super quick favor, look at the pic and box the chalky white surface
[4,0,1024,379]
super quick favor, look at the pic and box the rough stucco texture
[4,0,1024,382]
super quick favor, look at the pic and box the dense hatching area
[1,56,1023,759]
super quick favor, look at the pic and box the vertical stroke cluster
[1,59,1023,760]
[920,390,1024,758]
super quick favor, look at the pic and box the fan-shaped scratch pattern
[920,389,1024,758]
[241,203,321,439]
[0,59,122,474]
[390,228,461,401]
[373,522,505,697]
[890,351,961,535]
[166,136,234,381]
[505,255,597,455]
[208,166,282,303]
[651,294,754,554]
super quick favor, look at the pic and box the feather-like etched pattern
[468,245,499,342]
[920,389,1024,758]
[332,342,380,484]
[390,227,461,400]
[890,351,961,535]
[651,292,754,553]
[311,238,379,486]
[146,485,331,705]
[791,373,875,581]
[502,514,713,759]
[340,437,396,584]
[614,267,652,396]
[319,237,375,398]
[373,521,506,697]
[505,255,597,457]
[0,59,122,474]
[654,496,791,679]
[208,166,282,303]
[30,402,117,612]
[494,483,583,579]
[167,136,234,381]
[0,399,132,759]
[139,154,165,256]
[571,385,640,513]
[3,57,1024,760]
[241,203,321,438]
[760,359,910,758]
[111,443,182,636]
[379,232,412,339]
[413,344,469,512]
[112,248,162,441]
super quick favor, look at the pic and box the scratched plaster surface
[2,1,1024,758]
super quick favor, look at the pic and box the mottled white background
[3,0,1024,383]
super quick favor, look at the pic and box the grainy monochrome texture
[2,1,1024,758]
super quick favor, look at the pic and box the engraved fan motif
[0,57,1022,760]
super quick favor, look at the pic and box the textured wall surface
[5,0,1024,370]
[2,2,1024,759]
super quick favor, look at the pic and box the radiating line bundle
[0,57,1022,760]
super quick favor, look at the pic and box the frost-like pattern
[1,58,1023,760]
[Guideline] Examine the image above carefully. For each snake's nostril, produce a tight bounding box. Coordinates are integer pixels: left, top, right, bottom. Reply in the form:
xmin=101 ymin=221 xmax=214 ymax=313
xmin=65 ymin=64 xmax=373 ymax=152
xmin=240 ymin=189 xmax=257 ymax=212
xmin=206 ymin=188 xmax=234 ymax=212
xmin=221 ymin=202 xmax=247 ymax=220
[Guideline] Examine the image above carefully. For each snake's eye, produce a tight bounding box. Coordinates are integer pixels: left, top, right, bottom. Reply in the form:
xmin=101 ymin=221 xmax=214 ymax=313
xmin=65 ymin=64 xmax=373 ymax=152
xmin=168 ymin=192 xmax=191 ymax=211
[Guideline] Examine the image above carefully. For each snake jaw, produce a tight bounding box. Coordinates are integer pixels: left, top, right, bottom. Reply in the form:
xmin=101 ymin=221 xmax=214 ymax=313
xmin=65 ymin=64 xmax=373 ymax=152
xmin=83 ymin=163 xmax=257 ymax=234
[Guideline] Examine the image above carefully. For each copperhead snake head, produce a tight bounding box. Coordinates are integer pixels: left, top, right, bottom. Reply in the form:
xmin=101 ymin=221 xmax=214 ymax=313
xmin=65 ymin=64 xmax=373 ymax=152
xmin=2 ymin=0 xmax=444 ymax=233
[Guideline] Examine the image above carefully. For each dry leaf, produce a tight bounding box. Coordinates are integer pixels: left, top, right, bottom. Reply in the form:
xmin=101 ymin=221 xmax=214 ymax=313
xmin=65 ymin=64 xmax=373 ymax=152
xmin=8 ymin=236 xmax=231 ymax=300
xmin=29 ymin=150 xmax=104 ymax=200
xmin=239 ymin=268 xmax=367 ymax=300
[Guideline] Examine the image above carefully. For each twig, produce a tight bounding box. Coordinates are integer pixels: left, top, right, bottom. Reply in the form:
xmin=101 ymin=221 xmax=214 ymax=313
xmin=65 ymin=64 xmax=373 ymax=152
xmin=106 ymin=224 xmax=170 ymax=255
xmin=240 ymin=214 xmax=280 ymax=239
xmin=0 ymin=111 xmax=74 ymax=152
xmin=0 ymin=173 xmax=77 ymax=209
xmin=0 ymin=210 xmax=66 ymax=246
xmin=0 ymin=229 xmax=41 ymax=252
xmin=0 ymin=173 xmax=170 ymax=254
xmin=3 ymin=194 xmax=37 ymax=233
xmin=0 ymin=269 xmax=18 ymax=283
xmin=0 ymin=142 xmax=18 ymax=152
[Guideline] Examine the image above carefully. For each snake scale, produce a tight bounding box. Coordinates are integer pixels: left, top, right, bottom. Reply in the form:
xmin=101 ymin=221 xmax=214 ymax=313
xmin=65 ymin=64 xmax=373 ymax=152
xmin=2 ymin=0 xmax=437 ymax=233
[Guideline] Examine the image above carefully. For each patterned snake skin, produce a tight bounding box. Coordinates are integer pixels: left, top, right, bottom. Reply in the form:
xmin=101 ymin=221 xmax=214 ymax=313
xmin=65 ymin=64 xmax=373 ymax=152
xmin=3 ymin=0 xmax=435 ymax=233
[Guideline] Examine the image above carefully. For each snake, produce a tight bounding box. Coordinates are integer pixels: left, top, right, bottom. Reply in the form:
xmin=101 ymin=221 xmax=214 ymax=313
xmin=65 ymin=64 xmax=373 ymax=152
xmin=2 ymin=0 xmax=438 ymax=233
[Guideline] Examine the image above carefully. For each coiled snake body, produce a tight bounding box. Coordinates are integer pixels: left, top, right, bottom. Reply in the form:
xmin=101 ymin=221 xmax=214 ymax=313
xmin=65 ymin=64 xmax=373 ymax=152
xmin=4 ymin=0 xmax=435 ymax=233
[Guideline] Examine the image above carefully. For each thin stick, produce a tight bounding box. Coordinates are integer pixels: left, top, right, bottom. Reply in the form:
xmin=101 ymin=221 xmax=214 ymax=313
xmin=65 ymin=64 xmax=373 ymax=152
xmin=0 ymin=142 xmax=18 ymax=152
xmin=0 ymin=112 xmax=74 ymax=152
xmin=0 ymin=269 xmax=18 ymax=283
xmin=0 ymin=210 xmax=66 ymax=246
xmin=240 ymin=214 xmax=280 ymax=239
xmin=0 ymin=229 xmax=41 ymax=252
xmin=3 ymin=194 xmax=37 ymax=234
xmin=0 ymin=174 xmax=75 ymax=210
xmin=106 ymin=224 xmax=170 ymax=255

■ ■ ■ ■

*WHAT NEEDS TO BE DONE*:
For each line above that contains "snake", make a copy.

*ANSWER SPACE*:
[Guideline] Examine the image above carefully. For each snake's nostril, produce a tight bounding box. Coordinates are integer pixels: left, top, right, bottom. Reply in the form:
[Guideline] Examine the image above carefully. For each snake's eye, produce a tight bounding box. Coordinates are integer pixels: left, top, right, bottom. Reply in the form:
[Guideline] Examine the image above carefully. For each snake jaw, produce a tight bounding box. Coordinates are integer pixels: left, top, right, bottom. Reply in the form:
[Guideline] Examine the image above carefully. For each copperhead snake head, produce a tight bounding box. Coordinates are integer pixels: left, top, right, bottom. Reply in the form:
[Guideline] Examine the image above carefully. For each snake scale, produce a tight bounding box. Coordinates are integer pixels: left, top, right, bottom. Reply in the form:
[Guideline] Examine the image above carefully. For each patterned snake skin, produce a tight bounding box. Coordinates are integer pixels: left, top, right, bottom. Reply in the form:
[Guideline] Examine the image above carefully. For each snake, produce a tight bounding box. Coordinates are integer pixels: left, top, right, bottom. Reply in the form:
[Guideline] Examine the image above carefully. For each coiled snake body, produce a tight bounding box. Coordinates are integer pixels: left, top, right, bottom. Reply in the form:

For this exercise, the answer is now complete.